Ivan Vuković (Montenegrin Cyrillic: Иван Вуковић, born 9 February 1987) is a retired Montenegrin football forward who was last played for FK Iskra Danilovgrad. He is best known for his abilities as a striker but can also play as a supporting striker.

Club career
Vuković began his professional career at Montenegrin side FK Zeta signing for the club in 2003. During his second season at the club, Zeta had possibly the best season in their history. Zeta finished the 2004–05 season in third place in the First League of Serbia and Montenegro, just behind Belgrade powerhouses FK Partizan and Red Star Belgrade with Ivan leading the attack all season.

Budućnost
In 2006, Vuković moved to FK Budućnost Podgorica. Here he spent five season leading the club to four second places and one first place in the Montenegrin First Division. He scored 57 goals in 103 official appearances for the club. His last two seasons at the club (the 2009–10 and 2010–11 seasons) were particularly successful, scoring 39 goals in 60 appearances. He was awarded by the Football Association of Montenegro the recognition of "Footballer of the Year" in all domestic Montenegrin competition.

_Dataset items_

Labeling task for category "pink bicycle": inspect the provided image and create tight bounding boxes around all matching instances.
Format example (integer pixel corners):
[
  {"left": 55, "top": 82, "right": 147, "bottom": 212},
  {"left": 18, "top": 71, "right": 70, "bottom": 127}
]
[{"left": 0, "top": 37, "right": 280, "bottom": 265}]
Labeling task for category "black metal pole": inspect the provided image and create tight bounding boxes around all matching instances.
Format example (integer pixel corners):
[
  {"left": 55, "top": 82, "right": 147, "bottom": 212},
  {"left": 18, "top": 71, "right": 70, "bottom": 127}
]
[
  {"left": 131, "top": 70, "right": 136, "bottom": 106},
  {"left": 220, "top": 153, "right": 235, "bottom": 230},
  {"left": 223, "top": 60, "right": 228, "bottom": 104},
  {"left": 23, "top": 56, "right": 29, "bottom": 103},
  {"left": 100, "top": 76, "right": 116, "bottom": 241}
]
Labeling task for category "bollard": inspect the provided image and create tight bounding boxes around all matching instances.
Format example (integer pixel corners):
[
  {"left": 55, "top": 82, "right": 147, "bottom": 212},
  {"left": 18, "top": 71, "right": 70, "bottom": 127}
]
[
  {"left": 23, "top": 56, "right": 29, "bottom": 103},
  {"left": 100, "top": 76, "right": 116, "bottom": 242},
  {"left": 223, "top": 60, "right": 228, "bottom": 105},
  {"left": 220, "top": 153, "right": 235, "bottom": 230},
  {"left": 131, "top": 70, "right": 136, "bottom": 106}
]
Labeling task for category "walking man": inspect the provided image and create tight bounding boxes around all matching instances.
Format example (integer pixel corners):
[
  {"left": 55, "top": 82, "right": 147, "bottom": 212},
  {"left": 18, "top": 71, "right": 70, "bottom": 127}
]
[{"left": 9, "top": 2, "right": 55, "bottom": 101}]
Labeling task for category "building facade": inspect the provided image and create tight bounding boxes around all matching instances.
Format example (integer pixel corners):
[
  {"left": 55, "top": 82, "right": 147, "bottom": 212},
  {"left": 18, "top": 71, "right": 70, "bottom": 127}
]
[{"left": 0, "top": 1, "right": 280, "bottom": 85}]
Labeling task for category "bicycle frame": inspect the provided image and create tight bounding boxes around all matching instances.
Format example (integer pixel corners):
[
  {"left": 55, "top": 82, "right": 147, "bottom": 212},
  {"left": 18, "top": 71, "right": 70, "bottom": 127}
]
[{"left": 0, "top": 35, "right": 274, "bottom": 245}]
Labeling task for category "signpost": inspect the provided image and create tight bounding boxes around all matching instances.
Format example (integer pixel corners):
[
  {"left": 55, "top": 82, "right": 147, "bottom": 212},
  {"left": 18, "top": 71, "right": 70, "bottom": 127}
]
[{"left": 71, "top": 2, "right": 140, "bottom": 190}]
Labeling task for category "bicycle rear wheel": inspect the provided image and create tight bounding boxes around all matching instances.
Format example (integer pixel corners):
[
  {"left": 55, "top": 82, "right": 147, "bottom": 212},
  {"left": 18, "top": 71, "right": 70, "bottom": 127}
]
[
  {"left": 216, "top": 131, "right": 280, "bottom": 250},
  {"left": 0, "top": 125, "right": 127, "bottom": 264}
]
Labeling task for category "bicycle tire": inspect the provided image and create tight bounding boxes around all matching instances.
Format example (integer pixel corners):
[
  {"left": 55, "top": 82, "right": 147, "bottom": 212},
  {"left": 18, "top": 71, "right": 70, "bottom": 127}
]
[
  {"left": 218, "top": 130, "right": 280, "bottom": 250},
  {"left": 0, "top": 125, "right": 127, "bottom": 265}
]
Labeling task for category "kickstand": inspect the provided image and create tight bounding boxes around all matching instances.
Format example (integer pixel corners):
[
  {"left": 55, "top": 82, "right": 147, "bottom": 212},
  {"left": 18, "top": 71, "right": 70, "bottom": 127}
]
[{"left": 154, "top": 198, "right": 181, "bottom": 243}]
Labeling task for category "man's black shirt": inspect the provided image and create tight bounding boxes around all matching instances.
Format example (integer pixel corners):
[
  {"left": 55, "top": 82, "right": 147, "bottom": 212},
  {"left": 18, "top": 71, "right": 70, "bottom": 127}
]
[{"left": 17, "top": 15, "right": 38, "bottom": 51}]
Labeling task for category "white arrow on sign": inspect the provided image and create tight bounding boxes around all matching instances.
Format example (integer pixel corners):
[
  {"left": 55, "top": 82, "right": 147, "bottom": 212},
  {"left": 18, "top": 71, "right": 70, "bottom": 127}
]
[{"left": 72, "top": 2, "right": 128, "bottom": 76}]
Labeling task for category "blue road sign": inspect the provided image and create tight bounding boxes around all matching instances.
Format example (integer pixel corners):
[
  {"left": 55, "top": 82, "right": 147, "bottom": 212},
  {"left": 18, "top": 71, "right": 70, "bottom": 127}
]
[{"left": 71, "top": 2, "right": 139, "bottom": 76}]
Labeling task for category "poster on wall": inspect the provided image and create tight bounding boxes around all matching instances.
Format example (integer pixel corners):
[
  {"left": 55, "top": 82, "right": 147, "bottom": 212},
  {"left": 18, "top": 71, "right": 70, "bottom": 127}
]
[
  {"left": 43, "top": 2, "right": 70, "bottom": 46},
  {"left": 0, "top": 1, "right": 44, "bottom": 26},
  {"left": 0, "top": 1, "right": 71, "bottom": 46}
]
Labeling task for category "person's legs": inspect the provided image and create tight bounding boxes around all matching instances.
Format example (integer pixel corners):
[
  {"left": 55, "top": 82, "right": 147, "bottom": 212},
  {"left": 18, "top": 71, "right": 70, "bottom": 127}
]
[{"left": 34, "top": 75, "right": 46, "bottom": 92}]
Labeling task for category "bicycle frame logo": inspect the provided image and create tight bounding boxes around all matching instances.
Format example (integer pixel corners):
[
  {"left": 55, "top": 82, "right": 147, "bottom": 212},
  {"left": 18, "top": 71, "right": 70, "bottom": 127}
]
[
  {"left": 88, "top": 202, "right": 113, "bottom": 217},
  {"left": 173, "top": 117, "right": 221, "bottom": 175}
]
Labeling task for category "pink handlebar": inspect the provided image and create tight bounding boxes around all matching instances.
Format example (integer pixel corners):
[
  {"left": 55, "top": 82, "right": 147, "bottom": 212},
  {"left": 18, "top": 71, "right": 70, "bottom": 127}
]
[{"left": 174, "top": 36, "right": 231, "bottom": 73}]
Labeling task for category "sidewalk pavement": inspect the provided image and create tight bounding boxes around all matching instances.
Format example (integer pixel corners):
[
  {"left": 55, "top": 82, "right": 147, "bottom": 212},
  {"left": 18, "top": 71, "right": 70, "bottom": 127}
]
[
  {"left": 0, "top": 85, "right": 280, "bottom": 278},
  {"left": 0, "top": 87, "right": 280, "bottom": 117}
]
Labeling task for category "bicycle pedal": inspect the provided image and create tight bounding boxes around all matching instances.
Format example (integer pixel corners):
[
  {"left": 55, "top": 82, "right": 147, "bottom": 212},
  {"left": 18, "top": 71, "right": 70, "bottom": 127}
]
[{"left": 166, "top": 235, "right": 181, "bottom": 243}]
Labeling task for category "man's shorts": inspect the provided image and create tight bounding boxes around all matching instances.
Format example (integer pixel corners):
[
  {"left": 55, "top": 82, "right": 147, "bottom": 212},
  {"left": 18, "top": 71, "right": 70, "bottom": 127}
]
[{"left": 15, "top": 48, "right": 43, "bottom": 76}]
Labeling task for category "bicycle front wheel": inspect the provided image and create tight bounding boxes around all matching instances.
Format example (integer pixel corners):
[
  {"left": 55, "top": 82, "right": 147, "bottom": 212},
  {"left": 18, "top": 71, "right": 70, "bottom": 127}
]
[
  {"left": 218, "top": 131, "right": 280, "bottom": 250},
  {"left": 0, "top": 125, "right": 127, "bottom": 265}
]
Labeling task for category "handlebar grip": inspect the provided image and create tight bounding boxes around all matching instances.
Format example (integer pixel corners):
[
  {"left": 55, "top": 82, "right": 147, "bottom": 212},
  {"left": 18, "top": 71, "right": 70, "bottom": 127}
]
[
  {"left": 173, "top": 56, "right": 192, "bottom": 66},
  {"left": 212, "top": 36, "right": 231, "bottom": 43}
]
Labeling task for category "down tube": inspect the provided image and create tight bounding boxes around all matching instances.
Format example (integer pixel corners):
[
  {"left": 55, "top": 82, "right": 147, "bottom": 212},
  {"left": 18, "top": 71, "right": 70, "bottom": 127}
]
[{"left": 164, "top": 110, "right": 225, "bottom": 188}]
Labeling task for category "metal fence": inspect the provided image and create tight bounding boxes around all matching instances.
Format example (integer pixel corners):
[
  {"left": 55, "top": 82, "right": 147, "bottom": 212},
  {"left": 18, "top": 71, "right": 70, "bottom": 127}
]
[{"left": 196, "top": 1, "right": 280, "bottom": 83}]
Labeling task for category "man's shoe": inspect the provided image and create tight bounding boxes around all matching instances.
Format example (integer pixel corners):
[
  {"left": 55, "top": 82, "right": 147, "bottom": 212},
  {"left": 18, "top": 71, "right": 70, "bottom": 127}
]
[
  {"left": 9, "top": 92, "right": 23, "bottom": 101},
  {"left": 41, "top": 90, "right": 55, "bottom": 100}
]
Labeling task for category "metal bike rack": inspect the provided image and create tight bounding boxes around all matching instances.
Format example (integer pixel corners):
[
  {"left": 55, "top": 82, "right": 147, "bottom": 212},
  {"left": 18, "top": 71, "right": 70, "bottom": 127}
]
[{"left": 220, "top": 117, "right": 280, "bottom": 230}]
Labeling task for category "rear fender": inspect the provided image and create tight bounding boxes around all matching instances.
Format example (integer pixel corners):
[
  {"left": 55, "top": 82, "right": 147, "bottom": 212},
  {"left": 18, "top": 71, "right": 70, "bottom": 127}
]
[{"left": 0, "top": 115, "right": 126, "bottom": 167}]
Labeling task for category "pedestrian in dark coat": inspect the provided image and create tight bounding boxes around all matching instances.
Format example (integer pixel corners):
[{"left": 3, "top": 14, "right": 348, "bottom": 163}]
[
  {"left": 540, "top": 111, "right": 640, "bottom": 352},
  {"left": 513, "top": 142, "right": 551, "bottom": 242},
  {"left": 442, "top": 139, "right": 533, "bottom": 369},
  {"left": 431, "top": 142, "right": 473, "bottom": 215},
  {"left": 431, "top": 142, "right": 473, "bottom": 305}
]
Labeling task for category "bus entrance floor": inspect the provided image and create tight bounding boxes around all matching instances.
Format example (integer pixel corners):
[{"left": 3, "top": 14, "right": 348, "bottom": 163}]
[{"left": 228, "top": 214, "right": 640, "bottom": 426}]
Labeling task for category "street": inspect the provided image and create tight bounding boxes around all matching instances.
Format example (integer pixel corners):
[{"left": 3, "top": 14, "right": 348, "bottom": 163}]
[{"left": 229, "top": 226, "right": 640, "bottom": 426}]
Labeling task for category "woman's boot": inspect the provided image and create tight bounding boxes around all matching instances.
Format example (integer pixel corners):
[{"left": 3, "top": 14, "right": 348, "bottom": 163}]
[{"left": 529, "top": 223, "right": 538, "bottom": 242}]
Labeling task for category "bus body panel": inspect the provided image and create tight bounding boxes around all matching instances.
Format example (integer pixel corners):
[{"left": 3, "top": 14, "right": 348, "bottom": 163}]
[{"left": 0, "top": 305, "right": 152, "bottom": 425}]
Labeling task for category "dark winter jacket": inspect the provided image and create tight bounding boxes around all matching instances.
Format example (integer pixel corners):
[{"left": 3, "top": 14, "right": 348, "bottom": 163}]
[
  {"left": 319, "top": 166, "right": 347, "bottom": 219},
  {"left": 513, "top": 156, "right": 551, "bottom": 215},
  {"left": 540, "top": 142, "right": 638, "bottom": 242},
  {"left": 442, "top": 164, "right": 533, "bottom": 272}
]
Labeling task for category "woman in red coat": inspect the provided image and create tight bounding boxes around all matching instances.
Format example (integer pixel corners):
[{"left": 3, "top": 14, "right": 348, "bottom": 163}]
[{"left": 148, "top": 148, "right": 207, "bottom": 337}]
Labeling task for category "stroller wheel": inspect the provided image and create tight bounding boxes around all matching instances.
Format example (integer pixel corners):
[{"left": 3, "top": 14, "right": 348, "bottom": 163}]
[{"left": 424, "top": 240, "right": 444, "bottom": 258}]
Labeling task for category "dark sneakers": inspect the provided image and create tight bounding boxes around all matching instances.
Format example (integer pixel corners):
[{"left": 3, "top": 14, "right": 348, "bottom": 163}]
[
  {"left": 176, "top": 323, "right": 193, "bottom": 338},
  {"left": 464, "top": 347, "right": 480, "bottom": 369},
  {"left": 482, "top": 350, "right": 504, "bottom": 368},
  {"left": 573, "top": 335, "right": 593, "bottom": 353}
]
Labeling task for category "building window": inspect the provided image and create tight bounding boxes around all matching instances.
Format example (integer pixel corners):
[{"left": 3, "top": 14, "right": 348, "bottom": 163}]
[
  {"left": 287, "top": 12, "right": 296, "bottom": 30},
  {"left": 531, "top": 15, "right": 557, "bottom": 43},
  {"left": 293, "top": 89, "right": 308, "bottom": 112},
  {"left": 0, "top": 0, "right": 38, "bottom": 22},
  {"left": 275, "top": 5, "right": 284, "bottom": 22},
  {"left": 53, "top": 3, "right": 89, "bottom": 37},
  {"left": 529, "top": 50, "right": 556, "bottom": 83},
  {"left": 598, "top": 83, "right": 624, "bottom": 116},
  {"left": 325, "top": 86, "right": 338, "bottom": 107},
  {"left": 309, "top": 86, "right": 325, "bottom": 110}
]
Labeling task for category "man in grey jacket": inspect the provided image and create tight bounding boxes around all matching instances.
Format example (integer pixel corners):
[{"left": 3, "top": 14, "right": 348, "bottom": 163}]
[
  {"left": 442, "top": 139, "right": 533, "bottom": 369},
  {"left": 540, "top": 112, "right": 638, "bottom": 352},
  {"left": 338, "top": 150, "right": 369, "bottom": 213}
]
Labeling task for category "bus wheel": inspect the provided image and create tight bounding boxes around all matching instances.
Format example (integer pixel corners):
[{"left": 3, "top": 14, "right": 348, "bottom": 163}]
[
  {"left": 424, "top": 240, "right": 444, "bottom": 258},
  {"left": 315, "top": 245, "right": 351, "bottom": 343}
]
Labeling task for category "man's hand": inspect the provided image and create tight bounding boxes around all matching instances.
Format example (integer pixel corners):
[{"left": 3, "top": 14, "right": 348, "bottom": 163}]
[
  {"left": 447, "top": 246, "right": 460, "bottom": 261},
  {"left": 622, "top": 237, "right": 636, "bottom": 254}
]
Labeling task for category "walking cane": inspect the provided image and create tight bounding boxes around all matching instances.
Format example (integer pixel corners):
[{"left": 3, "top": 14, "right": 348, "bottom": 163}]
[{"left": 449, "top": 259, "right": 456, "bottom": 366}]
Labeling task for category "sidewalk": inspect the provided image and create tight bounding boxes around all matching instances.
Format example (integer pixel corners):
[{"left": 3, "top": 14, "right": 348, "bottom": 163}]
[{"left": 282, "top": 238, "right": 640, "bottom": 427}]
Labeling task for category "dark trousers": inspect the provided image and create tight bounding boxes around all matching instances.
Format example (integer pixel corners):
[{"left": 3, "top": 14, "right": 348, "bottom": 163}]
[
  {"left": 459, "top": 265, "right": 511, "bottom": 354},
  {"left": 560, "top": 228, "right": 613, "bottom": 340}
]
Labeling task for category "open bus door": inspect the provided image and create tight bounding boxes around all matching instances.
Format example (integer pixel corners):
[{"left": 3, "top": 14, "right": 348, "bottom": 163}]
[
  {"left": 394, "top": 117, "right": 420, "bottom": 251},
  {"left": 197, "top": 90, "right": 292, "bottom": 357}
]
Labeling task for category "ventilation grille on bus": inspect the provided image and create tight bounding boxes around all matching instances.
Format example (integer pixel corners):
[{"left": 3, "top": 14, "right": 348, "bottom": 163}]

_Your tasks_
(A) Name every football club mentioned in the Ivan Vuković article.
(B) According to the Ivan Vuković article, why was Zeta's 2004–05 season possibly the best in the club's history?
(C) Quote the Ivan Vuković article from "Club career" to "attack all season.".
The listing is not needed.

_Task-by-task results_
(A) FK Iskra Danilovgrad, FK Zeta, FK Partizan, Red Star Belgrade, FK Budućnost Podgorica

(B) Zeta finished that season in third place in the First League of Serbia and Montenegro. Only the Belgrade powerhouses FK Partizan and Red Star Belgrade finished above them.

(C)
Club career
Vuković began his professional career at Montenegrin side FK Zeta signing for the club in 2003. During his second season at the club, Zeta had possibly the best season in their history. Zeta finished the 2004–05 season in third place in the First League of Serbia and Montenegro, just behind Belgrade powerhouses FK Partizan and Red Star Belgrade with Ivan leading the attack all season.